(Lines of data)
________________

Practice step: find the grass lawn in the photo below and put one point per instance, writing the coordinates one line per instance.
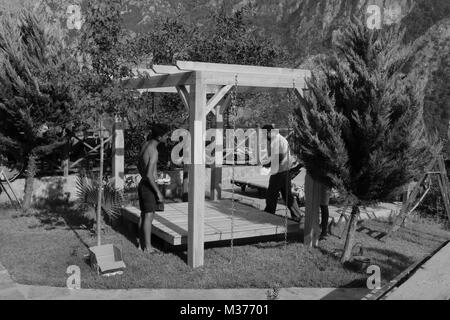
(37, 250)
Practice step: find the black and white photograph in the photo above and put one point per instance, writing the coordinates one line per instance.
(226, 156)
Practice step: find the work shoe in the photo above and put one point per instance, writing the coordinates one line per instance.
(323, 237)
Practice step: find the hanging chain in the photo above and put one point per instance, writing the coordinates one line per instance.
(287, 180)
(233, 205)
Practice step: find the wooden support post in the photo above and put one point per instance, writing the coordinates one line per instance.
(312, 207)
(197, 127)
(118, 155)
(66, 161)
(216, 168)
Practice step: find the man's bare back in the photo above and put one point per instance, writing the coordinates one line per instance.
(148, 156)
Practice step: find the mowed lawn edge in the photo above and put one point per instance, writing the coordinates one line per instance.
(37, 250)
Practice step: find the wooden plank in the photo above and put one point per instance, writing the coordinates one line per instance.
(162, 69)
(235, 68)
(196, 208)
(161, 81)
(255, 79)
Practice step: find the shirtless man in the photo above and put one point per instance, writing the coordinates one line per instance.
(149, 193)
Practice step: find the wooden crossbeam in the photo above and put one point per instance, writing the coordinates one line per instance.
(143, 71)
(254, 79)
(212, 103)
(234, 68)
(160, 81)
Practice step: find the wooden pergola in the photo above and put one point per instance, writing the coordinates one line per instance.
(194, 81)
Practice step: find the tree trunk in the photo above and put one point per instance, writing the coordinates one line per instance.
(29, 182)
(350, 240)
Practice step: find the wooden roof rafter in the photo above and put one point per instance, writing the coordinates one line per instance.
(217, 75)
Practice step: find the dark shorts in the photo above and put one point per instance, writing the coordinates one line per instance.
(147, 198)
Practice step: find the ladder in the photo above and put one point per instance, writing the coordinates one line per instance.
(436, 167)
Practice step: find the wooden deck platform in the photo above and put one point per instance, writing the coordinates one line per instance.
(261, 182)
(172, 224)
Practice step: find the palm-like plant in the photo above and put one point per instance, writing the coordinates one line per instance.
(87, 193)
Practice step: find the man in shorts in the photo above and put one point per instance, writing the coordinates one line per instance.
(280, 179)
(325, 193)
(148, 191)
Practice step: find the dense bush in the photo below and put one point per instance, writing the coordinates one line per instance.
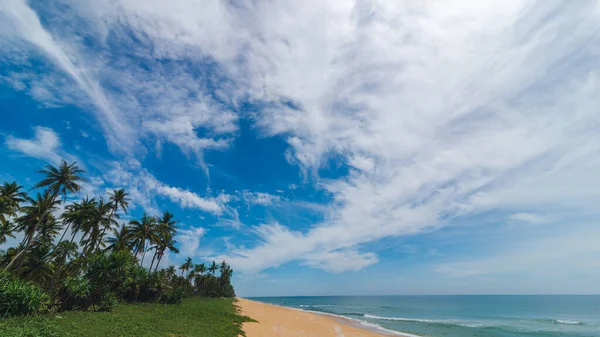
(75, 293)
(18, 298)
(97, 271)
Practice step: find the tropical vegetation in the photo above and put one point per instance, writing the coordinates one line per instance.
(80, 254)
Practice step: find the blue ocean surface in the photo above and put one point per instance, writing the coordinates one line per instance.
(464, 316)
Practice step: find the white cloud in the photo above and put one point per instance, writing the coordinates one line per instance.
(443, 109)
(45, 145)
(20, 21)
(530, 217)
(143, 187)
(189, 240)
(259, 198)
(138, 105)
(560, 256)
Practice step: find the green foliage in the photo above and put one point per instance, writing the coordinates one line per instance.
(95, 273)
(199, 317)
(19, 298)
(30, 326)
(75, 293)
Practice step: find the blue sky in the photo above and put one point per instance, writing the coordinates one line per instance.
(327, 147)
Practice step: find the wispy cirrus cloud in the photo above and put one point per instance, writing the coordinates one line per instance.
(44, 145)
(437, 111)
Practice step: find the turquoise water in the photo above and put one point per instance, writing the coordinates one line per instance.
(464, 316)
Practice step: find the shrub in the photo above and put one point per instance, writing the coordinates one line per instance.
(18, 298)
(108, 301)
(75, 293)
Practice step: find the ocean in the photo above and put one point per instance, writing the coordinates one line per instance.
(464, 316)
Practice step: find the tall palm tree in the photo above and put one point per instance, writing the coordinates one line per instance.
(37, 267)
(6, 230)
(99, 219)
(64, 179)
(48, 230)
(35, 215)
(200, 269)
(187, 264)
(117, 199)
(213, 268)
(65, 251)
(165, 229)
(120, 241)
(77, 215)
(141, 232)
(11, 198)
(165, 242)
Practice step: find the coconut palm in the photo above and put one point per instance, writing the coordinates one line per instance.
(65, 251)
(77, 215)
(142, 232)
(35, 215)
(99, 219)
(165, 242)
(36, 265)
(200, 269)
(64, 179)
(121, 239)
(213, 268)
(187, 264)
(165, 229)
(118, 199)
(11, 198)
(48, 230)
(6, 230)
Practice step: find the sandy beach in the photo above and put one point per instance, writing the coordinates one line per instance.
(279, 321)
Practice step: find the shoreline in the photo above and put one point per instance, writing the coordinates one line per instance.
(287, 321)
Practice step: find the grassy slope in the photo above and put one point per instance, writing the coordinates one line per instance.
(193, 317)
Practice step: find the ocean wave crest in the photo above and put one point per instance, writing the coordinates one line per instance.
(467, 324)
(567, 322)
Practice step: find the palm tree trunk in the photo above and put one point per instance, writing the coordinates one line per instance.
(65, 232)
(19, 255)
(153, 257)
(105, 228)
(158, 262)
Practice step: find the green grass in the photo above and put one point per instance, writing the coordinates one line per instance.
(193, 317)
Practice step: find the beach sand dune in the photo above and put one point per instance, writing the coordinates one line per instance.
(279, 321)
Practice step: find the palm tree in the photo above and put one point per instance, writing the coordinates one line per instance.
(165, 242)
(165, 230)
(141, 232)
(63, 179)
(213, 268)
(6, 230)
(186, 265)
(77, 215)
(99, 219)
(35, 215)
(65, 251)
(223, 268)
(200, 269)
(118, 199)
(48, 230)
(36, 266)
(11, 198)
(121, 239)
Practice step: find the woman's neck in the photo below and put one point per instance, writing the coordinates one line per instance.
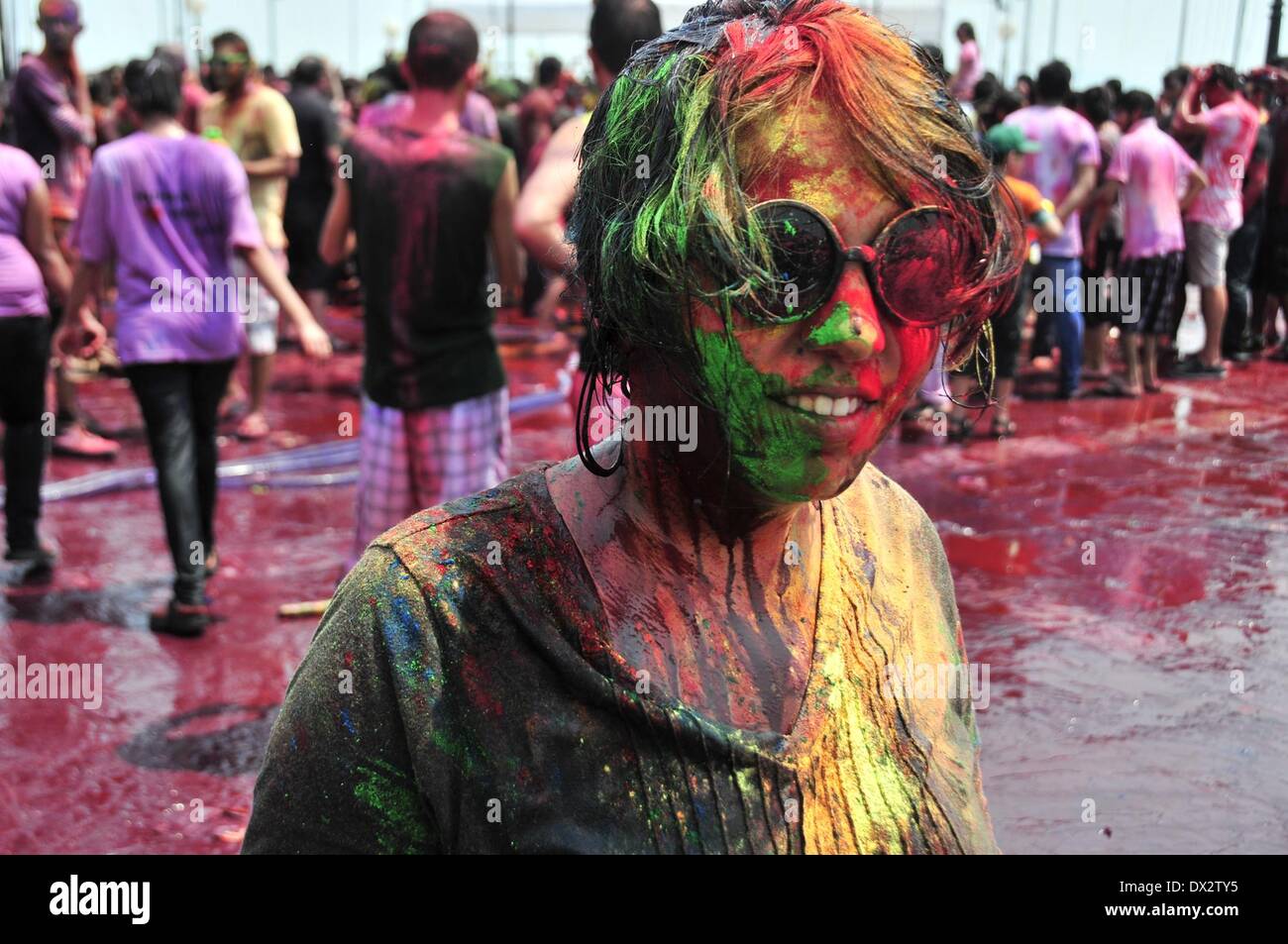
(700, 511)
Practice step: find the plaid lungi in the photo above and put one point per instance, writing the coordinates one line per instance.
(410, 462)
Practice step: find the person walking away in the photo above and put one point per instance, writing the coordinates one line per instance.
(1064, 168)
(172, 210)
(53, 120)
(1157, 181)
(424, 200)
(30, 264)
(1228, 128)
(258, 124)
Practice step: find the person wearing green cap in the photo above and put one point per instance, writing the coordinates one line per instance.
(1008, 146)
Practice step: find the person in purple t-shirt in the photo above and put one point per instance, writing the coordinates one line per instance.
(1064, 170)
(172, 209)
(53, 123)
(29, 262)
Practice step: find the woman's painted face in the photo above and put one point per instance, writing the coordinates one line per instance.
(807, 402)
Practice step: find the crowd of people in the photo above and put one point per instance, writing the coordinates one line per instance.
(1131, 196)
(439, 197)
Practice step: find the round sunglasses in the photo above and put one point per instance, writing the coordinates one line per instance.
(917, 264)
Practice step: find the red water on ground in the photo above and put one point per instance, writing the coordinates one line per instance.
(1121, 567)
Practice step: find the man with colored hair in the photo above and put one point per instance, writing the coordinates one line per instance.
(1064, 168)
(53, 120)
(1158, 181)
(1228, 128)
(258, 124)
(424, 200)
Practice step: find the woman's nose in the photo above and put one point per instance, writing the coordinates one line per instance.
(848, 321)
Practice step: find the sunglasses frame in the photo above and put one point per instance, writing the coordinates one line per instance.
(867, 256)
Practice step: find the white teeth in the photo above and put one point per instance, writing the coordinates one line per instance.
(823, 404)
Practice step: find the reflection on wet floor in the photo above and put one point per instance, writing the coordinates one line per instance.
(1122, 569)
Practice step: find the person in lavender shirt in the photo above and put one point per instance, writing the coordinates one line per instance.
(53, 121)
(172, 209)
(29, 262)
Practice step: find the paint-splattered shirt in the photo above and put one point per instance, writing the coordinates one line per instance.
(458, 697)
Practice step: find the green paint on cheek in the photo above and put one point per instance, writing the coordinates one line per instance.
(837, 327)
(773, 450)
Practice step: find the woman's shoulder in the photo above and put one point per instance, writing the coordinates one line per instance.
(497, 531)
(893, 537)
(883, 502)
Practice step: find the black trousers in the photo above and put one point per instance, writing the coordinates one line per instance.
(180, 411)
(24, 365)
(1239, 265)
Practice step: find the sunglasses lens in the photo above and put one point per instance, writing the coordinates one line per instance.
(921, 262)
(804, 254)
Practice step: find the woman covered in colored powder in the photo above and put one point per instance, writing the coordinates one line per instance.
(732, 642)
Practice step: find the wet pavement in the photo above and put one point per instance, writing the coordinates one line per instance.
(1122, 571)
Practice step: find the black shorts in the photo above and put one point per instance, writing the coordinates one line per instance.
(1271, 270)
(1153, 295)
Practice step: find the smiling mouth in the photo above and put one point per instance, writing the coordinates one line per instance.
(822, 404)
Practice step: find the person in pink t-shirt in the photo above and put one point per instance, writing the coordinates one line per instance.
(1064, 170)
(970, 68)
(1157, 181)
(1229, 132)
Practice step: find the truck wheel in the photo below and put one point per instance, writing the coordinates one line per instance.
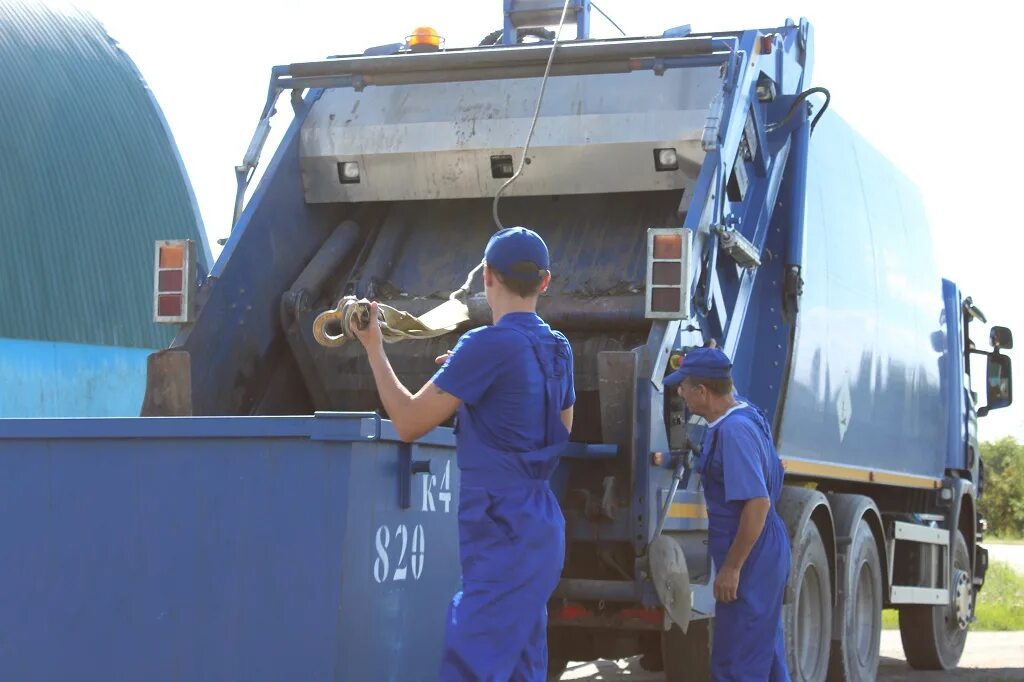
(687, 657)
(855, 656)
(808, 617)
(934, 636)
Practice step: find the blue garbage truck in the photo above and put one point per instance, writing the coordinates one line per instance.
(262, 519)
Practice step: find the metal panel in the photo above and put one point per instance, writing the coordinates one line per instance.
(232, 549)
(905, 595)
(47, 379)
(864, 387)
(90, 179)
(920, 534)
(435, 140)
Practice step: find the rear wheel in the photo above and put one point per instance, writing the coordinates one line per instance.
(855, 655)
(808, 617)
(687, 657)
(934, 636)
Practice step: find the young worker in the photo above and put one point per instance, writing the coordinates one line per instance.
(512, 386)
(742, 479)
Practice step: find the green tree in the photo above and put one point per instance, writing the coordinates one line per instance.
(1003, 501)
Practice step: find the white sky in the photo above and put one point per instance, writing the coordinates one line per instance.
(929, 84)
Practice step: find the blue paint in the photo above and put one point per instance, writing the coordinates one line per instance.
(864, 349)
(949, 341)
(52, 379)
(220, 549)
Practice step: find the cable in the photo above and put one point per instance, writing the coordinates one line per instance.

________________

Please reproduce the lines above without any change, beginning at the line that contains "Practice step: find the crowd" and stopping after the line that contains "(1239, 265)".

Practice step: find the crowd of people in the photo above and put one point per instance, writing the coordinates one line per instance.
(1131, 196)
(439, 197)
Practice step: find the round sunglasses in the photo above and put one point per instance, writing the coordinates one line per instance.
(917, 264)
Practice step: find the red water on ground in the photo above and put one point per instance, writing the coordinates one line per instance.
(1121, 567)
Practice step: find the man with colored hair in the photo above and put one point per instance, writing the coordinates one line per instance.
(1064, 168)
(53, 120)
(1158, 181)
(1228, 128)
(258, 124)
(424, 200)
Practice step: find the woman's nose in the photo above and put one point per instance, writing the coordinates one line per instance.
(848, 321)
Practice step: find the sunglasses frame in the photo above and put one point per instance, writing the coordinates one line per instance.
(867, 256)
Practice step: find the white teeth in the photo above and put one point per instance, writing the coordinates one line per instance.
(823, 404)
Practice step: find the reflection on wet floor in the photo above and put one point per instance, writing the coordinates one line per instance.
(1122, 569)
Practice step: find the person in lavender shirt in the photo above and put one point per instance, writing the coordinates one line per instance.
(53, 121)
(172, 209)
(29, 262)
Practice step: find the paint-splattered shirt in the photo above and put one point per instance, writing the coordinates one line per instance.
(458, 697)
Practice step: find the green paint on cheek in the photo above and put one point per instance, writing the coordinates one line per instance.
(837, 327)
(773, 450)
Practice step: find the woman's shoulder in the photo above and put one point per instance, writing the coordinates one line per instance.
(497, 531)
(893, 537)
(883, 502)
Practice step: find the black trousers in the photo above and put one point per instance, writing the coordinates one line per instance.
(180, 411)
(24, 365)
(1239, 265)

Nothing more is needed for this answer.